◆ SUPPLIED MATERIAL:
--------------------
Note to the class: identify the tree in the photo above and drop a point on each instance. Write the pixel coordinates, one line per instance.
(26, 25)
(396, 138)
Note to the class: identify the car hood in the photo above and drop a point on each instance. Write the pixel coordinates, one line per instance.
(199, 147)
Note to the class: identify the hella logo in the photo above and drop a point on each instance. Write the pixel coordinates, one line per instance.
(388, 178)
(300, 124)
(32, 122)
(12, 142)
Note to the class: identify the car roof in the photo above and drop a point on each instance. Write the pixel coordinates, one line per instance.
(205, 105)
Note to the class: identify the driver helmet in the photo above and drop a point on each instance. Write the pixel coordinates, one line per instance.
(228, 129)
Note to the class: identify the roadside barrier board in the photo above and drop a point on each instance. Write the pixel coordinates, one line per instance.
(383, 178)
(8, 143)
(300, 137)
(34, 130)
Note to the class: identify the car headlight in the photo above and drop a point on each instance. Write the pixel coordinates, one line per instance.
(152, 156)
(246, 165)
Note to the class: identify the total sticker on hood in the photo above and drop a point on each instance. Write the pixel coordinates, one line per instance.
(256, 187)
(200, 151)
--------------------
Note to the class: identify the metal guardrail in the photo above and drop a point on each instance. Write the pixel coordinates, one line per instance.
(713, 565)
--------------------
◆ TASK DETAILS:
Identify each line in the material above that contains the string "point", with case treated as significant, and copy every such line in full.

◆ RESULT BELOW:
Note to the class: identify the tree in the photo above and drop a point on each instance. Write the pixel coordinates, one line per instance.
Note to the class: identify the car hood in the photo above and drop a point on each instance. Write the pixel coordinates, one line per instance.
Note to the class: identify the hella logo in the photo above and drop a point on each instance. Write the pixel coordinates, one line per instance.
Note to the class: identify the car roof in the photo above and drop a point on each instance. Write the pixel coordinates, one line per instance.
Note to the class: identify the driver helmet in the photo above and drop a point on each instance. Write the pixel coordinates, one line per instance.
Note to the class: identify the roadside barrier board in the photo above and drop a point on each instance. Write the pixel coordinates, one line per instance.
Note to the class: identify the car headlight in the photo above and drop a point on each instance. Write the pixel coordinates, one line per instance.
Note to the class: identify the total sticker on hood in the photo above and drop a point on each instance. Write the pixel coordinates, one line per instance.
Note to the class: identify the metal guardrail in the photo above and drop a point on each instance. Write the pixel coordinates, one line per instance.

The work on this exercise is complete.